INSTRUCTION: Print the lines below verbatim, starting with the line that contains "task | place one marker on every instance of the building" and ending with the line that contains "[(265, 36), (34, 36), (565, 28)]", with both of those lines included.

MATERIAL PROVIDED:
..........

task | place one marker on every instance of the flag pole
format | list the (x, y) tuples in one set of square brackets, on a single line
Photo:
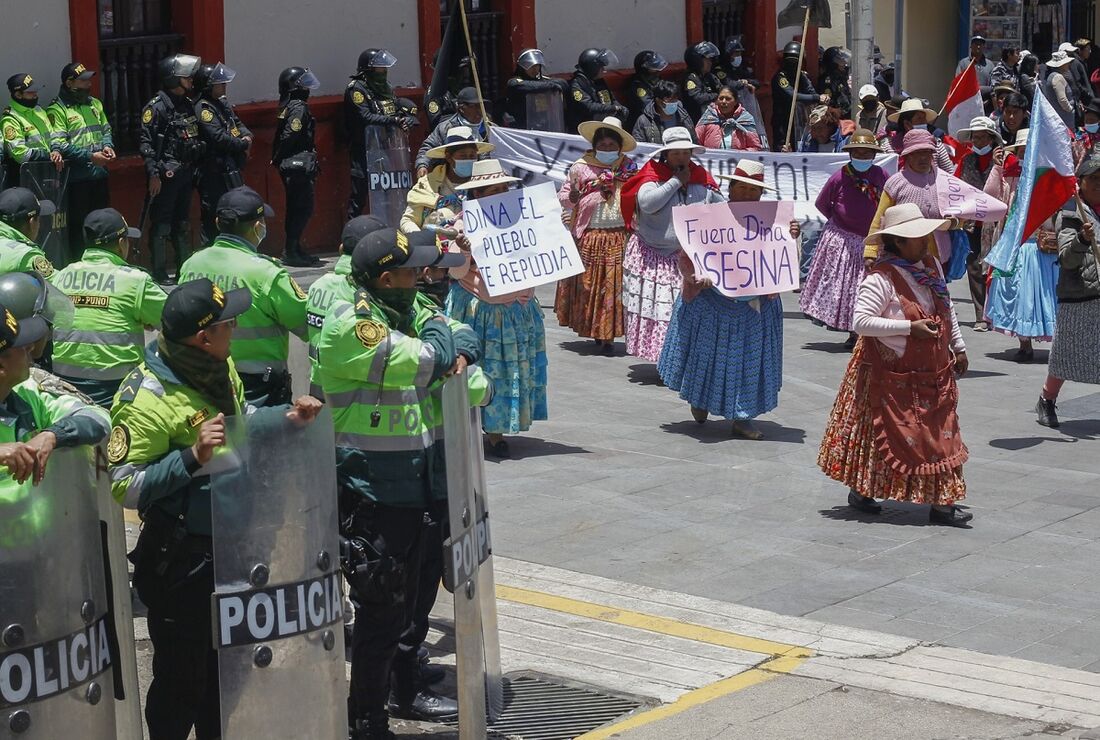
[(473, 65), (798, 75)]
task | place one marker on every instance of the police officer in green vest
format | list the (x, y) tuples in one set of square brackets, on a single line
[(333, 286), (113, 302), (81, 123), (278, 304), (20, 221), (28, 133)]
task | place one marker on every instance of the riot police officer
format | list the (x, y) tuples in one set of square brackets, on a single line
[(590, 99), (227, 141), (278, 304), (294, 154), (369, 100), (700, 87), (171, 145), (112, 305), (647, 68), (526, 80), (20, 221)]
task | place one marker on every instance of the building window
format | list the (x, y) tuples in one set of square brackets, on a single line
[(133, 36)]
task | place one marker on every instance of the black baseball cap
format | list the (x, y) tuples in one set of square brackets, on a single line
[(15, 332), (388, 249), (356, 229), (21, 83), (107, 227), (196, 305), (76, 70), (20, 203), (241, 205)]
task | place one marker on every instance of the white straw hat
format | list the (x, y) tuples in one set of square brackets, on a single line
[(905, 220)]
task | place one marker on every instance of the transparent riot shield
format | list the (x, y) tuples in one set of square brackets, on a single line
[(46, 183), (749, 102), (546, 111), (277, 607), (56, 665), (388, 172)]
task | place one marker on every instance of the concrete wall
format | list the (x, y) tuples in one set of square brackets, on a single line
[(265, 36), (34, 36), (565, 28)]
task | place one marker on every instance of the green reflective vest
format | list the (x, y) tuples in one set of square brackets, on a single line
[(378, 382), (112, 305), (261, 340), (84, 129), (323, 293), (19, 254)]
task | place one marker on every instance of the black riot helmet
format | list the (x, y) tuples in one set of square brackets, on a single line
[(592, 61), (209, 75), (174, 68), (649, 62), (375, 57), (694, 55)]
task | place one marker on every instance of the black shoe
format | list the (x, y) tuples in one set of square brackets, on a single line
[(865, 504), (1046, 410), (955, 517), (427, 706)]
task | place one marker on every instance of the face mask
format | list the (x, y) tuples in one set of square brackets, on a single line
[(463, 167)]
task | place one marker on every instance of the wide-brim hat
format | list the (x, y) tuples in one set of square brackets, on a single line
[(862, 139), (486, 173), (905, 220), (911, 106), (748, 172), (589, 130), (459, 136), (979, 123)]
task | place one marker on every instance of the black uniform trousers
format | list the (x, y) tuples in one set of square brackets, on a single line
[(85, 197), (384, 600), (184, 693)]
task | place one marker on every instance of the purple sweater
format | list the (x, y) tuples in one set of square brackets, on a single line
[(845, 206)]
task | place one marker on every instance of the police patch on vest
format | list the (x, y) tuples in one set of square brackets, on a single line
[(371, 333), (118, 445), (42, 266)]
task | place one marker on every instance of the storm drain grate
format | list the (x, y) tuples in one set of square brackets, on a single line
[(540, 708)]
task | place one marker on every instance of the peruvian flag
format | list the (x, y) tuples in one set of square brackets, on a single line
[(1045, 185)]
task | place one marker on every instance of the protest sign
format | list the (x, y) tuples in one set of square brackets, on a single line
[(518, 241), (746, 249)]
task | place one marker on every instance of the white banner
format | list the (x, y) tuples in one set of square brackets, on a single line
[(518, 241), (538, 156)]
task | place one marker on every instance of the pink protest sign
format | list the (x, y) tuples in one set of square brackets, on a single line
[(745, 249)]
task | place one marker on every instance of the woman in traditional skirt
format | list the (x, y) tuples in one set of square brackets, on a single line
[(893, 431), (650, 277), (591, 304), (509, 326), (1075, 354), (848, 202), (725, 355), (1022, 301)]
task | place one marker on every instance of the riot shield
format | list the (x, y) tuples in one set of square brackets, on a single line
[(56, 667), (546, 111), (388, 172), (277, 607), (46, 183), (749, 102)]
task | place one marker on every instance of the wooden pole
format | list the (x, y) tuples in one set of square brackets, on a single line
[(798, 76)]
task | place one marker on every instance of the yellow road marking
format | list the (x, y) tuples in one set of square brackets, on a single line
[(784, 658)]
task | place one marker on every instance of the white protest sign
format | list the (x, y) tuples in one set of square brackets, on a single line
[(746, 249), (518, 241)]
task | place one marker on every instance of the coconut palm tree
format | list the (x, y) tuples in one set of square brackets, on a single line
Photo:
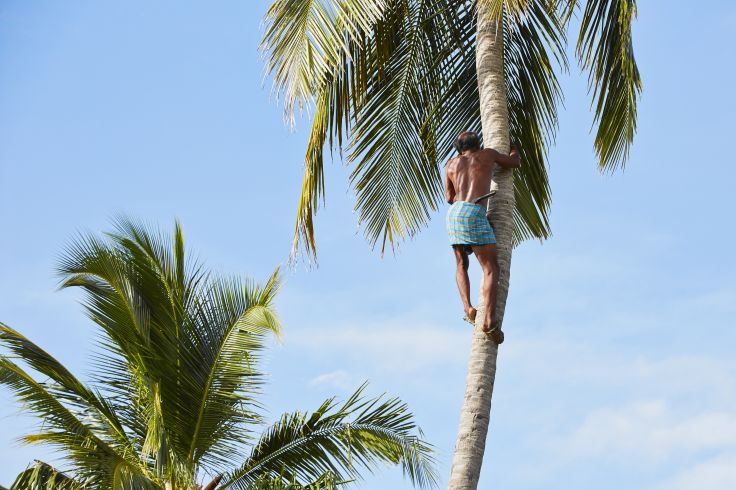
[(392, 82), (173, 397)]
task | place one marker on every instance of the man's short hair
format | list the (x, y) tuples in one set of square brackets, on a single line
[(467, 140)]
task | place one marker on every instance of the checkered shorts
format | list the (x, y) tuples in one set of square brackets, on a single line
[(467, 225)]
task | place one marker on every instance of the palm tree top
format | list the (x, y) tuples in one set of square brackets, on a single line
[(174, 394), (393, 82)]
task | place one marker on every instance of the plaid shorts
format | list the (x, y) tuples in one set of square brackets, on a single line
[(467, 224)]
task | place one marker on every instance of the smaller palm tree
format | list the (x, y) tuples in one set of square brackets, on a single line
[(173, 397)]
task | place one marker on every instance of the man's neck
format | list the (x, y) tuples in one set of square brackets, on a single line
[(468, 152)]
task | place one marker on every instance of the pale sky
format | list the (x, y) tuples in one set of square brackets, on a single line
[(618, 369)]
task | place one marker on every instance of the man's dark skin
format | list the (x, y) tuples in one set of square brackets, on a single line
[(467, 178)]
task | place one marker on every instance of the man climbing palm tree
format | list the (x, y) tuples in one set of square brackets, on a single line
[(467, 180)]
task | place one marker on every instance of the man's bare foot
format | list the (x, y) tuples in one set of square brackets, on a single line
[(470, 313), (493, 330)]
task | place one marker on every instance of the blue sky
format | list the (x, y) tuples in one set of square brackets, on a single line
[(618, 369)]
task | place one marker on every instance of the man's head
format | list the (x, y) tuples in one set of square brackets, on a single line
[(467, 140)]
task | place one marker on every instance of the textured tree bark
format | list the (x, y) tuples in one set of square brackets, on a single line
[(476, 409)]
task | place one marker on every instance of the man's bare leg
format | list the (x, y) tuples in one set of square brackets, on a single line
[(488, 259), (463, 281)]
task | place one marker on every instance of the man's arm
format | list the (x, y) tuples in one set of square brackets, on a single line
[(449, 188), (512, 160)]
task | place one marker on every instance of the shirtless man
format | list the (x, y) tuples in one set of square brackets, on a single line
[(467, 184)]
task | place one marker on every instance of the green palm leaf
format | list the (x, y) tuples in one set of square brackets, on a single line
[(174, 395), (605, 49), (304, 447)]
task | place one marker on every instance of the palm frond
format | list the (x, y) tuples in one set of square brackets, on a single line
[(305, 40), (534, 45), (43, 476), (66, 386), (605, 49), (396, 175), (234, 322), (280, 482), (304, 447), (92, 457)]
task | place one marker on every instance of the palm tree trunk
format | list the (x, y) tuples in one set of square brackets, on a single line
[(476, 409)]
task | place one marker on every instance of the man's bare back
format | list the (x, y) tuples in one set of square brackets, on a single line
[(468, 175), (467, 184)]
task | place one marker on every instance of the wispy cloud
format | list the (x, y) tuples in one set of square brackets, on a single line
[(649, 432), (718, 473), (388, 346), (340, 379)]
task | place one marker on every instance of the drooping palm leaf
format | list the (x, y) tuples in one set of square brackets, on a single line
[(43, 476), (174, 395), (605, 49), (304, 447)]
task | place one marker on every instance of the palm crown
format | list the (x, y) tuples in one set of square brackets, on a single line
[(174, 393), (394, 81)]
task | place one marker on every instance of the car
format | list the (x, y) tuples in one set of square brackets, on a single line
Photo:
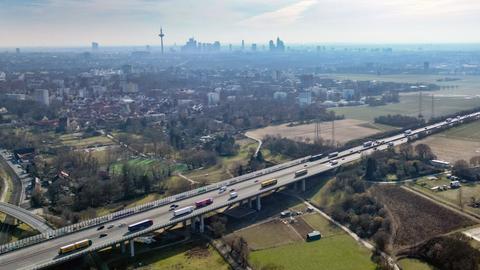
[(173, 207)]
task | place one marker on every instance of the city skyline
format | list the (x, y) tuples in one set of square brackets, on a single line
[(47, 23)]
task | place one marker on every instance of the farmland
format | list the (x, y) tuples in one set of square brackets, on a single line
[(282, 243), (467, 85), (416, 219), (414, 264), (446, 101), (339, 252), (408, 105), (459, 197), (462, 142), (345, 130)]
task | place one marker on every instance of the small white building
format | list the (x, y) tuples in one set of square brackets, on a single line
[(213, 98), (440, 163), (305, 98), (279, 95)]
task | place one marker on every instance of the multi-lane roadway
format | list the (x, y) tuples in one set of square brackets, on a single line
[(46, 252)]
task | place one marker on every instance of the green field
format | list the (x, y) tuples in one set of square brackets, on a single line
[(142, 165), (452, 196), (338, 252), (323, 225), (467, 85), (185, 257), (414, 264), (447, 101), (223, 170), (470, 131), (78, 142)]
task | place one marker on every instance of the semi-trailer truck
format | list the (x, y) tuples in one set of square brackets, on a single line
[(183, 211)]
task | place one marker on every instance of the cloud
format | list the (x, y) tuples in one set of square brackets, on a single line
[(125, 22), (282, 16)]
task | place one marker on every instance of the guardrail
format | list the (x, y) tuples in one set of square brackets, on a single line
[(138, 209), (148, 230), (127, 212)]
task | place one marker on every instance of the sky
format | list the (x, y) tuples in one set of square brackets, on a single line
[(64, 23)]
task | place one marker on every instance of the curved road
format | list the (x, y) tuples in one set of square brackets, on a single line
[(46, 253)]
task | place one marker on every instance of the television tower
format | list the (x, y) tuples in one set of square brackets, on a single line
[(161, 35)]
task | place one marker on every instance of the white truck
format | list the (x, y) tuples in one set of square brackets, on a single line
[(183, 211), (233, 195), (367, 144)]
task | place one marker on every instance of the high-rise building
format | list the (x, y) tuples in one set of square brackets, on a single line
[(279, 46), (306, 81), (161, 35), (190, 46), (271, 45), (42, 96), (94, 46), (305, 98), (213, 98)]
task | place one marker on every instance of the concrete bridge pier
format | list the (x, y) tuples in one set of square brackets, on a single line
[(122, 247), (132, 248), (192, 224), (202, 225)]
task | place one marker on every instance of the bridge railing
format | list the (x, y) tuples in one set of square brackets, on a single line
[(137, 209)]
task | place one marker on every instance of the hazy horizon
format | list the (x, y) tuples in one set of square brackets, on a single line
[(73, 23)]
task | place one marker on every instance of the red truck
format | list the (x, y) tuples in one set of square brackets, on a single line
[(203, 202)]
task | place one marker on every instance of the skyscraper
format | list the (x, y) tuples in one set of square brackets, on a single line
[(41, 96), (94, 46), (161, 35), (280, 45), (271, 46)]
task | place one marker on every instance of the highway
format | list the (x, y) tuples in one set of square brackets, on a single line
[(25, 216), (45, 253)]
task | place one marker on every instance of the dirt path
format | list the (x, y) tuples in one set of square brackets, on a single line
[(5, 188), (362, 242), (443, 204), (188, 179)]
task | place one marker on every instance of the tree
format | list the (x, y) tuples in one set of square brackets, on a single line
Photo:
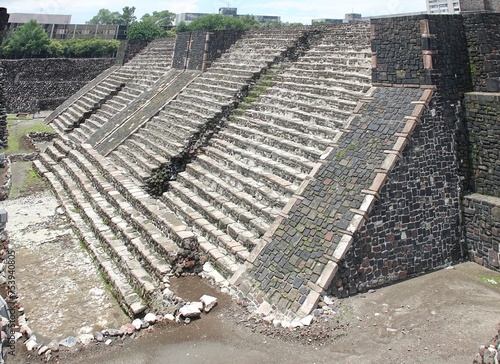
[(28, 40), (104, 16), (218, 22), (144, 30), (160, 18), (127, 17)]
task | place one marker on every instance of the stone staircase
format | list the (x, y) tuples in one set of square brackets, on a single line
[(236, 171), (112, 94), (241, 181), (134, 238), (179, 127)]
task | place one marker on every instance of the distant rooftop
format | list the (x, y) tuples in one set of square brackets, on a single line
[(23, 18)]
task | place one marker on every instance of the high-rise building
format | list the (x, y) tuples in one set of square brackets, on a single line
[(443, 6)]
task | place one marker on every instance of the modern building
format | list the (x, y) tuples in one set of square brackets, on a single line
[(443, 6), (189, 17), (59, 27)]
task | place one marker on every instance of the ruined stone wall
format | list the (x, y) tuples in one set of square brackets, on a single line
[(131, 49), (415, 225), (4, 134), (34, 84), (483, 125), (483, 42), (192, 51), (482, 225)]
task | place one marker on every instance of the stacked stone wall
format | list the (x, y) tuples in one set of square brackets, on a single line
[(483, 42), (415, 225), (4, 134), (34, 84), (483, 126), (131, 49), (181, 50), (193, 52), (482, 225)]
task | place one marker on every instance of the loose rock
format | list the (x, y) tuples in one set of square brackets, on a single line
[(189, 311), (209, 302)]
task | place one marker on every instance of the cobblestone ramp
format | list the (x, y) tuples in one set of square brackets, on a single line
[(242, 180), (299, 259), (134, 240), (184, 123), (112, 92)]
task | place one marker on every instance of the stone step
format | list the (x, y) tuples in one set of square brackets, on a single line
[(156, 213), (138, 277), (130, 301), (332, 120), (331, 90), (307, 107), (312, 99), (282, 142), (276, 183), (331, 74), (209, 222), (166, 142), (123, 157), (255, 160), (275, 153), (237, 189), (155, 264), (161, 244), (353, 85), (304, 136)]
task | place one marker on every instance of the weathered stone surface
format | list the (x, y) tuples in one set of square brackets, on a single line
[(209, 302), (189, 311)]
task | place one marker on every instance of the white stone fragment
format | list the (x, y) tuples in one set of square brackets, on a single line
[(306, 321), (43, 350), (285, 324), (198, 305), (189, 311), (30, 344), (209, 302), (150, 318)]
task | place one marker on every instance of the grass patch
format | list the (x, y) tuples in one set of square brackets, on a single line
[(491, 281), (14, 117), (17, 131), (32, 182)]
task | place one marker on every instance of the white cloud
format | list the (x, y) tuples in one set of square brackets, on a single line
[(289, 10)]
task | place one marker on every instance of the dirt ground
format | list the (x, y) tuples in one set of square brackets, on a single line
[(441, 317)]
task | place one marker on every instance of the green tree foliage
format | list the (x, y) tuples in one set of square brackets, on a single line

..........

RESPONSE TO THIS TASK:
task | place one marker on every instance of the building window
format | list the (x, y) tuples in one set of square brackets, on a single line
[(133, 36)]
task | place one marker on every instance of the black baseball cap
format | list the (x, y) tuples in one set of square brackets, on a single line
[(15, 332), (388, 249), (356, 229), (21, 83), (107, 227), (196, 305), (76, 70), (20, 203), (241, 205)]
task | place one marker on every instance of the white straw hat
format | list the (x, y) tuples in one set of square brackets, on a single line
[(905, 220)]
task | place one marker on every instance of the transparent riot shield
format | list the (x, y) tuples in one set of square brackets, on a single line
[(46, 183), (749, 102), (546, 111), (277, 607), (56, 665), (388, 172)]
task | place one marker on every instance of the concrete wall
format | list the (x, y) tuples in one set of square brackets, on a single line
[(265, 36), (34, 36), (565, 28)]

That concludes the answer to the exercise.